Un circuito reconbrobado , relativamente sensillo y muy efectivo para my sin dudas es lo con lo PLL Motorola MC145152 o MC145151 + Preescaler MC12017.
La programación es paralela , no nesecita de cualquer uP o PIC para programar , afortunadamente hay muchos diseños disponibles por la Internet y incluso por aca mismo en ese Foro , basta buscar.
!Suerte!.
Att,
Daniel Lopes.


----------



## lumin (Jul 24, 2018)

Daniel Lopes dijo:


> Un circuito reconbrobado , relativamente sensillo y muy efectivo para my sin dudas es lo con lo PLL Motorola MC145152 o MC145151 + Preescaler MC12017.
> La programación es paralela , no nesecita de cualquer uP o PIC para programar , afortunadamente hay muchos diseños disponibles por la Internet y incluso por aca mismo en ese Foro , basta buscar.
> !Suerte!.
> Att,
> Daniel Lopes.


que pll me recomiendas der aca del foro? gracias


----------



## Daniel Lopes (Jul 24, 2018)

lumin dijo:


> que pll me recomiendas der aca del foro? gracias


Ya te dice : MC145152 + MC12017 , hay que buscar .
Att,
Daniel Lopes.


----------



## lumin (Jul 24, 2018)

Daniel Lopes dijo:


> Ya te dice : MC145152 + MC12017 , hay que buscar .
> Att,
> Daniel Lopes.


busque mero todo lo que parece es que tiene errores se corre no engancha etc  lei detenidamente mas de 12 paginas gracias igualmente por ayudar finalmente desisto


----------



## pandacba (Jul 24, 2018)

Porque desistir, el echo que algunos allan tenido problemas no implica que tu los tengas, de eso se trata.
En todos los proyectos hasta los más simple vas a ver gente preguntando porque su proyecto armado como esta en el foro no funciona....
No vas a encontrar un solo hilo que esto no acontezca, generalmente quienes publican su proyecto ya listo porque lo armaron e hicieron la experiencia y les fue decidieron compartirlo.
Pero no a todos les salen las cosas a la primera, depende de la experiencia, aptitud y que no te toque material falso como les ha tocado a muchos.
Motorola (Hoy ON Semi) fue una empresa de una larguísima trayectoria, en muchos campos, uno de ellos fue las telecomunicaciones, fue un líder en frabricar transistores para RF y CI's especializados como los que te menciona Daniel, si se corre es porque esta mal calibrado cae fuera del lazo de enganche
Supongo que sabes que significa PLL( Phase Loked Loop) lo que traducido a nuestra lengua significa Lazo de Enganche por Fase.
Esos CI's que menciono Daniel es de lo mejor que ha habido en el mercado, por eso te los ha recomendado.

Aquí un proyecto descripto con esos CI's y muy bien explicado con esquemas  
SINTETIZADOR COM PLL MC145152 E PRESCALER MC12017

Como te dijo daniel hay mucho en la web, muchísimos proyectos, hay que animarse


----------



## lumin (Jul 24, 2018)

Tarea indicada: Copia el tramo del hilo que empieza en "busque mero todo" y termina en "pandacba (Jul 24, 2018)", pero cambia "errores" por "fallas". Apóyate únicamente en el hilo de arriba.

Entradas recibidas:
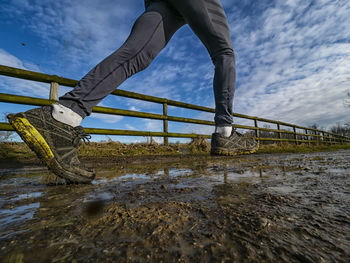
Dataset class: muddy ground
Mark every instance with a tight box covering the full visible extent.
[0,150,350,262]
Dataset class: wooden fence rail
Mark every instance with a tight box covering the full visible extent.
[0,65,350,145]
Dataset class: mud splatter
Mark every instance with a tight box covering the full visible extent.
[0,151,350,262]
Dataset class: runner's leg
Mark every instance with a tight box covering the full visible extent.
[166,0,236,127]
[59,2,185,118]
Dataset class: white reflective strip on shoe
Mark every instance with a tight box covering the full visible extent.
[215,126,232,137]
[52,103,83,127]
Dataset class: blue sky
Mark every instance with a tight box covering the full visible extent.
[0,0,350,141]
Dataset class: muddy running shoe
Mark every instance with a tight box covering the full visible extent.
[211,131,259,155]
[7,106,95,183]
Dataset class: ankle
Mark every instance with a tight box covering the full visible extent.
[215,126,232,137]
[52,103,83,127]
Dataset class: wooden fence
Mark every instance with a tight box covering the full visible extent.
[0,65,350,145]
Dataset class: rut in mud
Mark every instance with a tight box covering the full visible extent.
[0,150,350,262]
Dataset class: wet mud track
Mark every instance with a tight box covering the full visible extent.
[0,151,350,262]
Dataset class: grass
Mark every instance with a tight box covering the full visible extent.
[0,138,350,161]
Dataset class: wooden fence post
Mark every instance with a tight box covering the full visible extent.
[49,82,59,101]
[163,102,169,145]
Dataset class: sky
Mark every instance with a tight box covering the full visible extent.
[0,0,350,142]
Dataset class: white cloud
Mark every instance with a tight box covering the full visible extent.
[227,1,350,127]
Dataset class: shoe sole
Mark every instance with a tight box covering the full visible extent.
[210,146,259,156]
[7,114,94,183]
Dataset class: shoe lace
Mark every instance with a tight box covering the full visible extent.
[73,126,91,147]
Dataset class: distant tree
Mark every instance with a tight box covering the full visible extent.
[330,123,350,136]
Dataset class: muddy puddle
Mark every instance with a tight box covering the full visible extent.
[0,151,350,262]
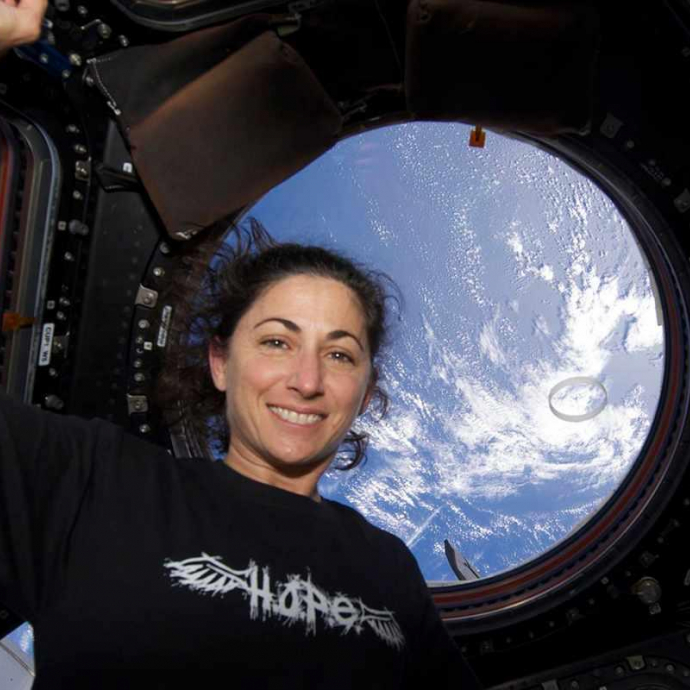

Tarea resuelta:
busque mero todo lo que parece es que tiene fallas se corre no engancha etc  lei detenidamente mas de 12 paginas gracias igualmente por ayudar finalmente desisto


----------



## pandacba (Jul 24, 2018)